● **Extrait du document**:

Métro. Pour lancer
les travaux de la troisième ligne, le gouvernement a décidé d’exproprier les
commerçants de la place Abbassiya, au Caire. Ces derniers protestent et
dénoncent le « montant insuffisant des dédommagements ».
Victimes de l’intérêt public
La
place Abbassiya au Caire, connue pour son effervescence, est méconnaissable. Depuis
quelques jours, l’animation habituelle a laissé la place à un calme plat. Devant
la station d’autobus, où se trouve une rangée de magasins et de kiosques,
l’ambiance est plutôt morose. Le gouvernement a décidé, en effet, d’exproprier
les commerçants du quartier pour débuter les travaux de la troisième ligne du
métro souterrain du Caire entre Ataba et Abbassiya et qui traverse la place. La
ligne coûtera 3,6 milliards de L.E. et les travaux seront achevés dans 48 mois.
Commerçants et employés sont livrés à l’abattement. « Je travaille ici depuis
plus de 50 ans, j’ai hérité de mon père le métier de calligraphe ainsi que ce
kiosque, qui me permet de gagner ma vie. Je ne sais pas ce que je vais faire.
Je ne connais pas d’endroit où je peux recommencer. Ce sera très difficile »,
se plaint Bahgat Abdel-Guélil, qui fait des calligraphies de noms et d’adresses
sur des plaques métalliques.
La
place Abbassiya est connue depuis longtemps pour ses ateliers de calligraphies
sur plaques métalliques. Ces petits kiosques dispersés sur la place accueillent
une multitude de clients. « Il n’y a dans tout Le Caire que deux endroits où ce
métier est pratiqué : Abbassiya et la rue Mohamad Ali, au centre-ville. Tous
nos clients vont se rendre à la rue Mohamad Ali. Notre avenir est menacé. Même
si l’on trouve des ateliers dans d’autres endroits, personne ne viendra nous
voir. Je ne sais pas comment je vais faire pour assumer les dépenses de mes 5 enfants
qui sont à l’école. Je ne sais rien faire d’autre », explique Mohamad
Abdel-Qader, calligraphe. Outre la calligraphie, la place Abbassiya est connue
pour une multitude d’autres activités. On y trouve de nombreux commerces :
petites librairies et papeteries, cafés et restaurants. Ces commerces
marchaient très bien étant proches de l’Université de Aïn-Chams et de la grande
station d’autobus de Abbassiya. « En apprenant qu’il allait être exproprié, mon
père a eu une attaque cérébrale et mon oncle a été paralysé. Ils géraient une
librairie dont les revenus permettaient d’assumer les dépenses de trois
familles, celle de mon père, celle de mon oncle qui travaillait avec nous et
enfin celle de ma famille à moi composée de mon épouse et de mes deux enfants. Comment
allons-nous survivre ? C’est de l’injustice », assure Achraf Ali qui travaille
depuis qu’il a quitté l’école dans la librairie de son père.

● **Exercices**:
**1.** Reproduisez fidèlement le passage de l'article sur la place Abbassiya, de « Commerçants et employés » à « je vais faire. ».
**2.** D'après l'article sur la place Abbassiya, combien coûtera la troisième ligne du métro du Caire ?

● **Lignes**:
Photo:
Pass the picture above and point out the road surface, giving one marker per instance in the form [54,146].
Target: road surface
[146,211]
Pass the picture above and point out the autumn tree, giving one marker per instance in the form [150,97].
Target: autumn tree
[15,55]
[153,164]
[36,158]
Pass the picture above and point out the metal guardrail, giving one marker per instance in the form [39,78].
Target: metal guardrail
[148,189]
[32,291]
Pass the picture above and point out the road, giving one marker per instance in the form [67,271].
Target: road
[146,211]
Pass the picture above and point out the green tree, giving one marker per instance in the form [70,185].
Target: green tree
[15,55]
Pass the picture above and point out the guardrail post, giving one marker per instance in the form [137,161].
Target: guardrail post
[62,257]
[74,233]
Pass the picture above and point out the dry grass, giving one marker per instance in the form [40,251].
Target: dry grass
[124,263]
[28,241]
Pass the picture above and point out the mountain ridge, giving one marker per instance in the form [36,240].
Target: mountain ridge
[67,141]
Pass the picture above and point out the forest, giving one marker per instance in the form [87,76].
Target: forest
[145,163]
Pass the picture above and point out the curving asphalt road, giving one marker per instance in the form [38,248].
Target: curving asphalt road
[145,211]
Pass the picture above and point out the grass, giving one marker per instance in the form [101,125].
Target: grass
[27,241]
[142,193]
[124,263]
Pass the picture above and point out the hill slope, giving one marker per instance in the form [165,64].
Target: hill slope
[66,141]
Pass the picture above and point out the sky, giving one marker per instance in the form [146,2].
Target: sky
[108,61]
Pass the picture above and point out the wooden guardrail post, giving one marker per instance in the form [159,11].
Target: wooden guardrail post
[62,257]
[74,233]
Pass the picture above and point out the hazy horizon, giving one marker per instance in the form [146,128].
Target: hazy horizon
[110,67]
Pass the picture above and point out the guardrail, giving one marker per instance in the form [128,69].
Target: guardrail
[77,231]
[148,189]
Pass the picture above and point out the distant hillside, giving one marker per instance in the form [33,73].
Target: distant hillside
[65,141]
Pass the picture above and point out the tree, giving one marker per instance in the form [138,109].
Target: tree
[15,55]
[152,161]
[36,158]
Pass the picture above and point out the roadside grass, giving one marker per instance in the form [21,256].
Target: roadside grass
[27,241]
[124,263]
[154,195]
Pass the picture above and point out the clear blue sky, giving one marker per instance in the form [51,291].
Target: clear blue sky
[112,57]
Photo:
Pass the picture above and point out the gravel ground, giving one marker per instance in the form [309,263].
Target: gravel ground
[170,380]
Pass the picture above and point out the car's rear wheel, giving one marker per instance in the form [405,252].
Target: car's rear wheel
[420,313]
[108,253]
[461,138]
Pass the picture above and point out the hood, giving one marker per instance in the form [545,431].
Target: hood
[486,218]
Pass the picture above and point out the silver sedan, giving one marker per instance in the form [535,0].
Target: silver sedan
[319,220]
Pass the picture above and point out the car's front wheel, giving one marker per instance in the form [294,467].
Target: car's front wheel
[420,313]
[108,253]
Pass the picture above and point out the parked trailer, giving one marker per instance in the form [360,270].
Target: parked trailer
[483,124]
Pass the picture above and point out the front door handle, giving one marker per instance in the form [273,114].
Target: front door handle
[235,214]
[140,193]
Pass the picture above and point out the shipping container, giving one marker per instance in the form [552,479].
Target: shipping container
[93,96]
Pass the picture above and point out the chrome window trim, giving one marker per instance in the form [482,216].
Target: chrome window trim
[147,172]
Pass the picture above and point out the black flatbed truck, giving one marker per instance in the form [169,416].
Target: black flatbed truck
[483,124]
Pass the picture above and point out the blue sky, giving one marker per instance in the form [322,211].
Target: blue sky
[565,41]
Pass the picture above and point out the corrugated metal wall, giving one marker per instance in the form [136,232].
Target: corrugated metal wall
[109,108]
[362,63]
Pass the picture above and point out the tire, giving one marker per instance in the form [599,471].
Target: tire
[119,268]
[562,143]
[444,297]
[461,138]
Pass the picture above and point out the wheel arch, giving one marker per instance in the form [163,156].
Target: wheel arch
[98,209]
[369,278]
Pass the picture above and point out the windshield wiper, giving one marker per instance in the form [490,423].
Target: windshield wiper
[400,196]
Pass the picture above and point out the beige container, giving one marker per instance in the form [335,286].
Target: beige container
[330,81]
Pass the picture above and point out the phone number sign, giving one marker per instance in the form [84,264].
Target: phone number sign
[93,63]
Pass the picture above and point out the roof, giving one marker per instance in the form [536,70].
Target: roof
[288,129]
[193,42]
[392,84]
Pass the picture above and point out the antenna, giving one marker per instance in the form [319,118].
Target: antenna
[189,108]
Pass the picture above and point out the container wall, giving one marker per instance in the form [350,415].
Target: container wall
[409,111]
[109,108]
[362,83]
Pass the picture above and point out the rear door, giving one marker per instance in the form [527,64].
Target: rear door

● **Réponses**:
**1.**
Commerçants et employés sont livrés à l’abattement. « Je travaille ici depuis
plus de 50 ans, j’ai hérité de mon père le métier de calligraphe ainsi que ce
kiosque, qui me permet de gagner ma vie. Je ne sais pas ce que je vais faire.

**2.** Elle coûtera 3,6 milliards de L.E.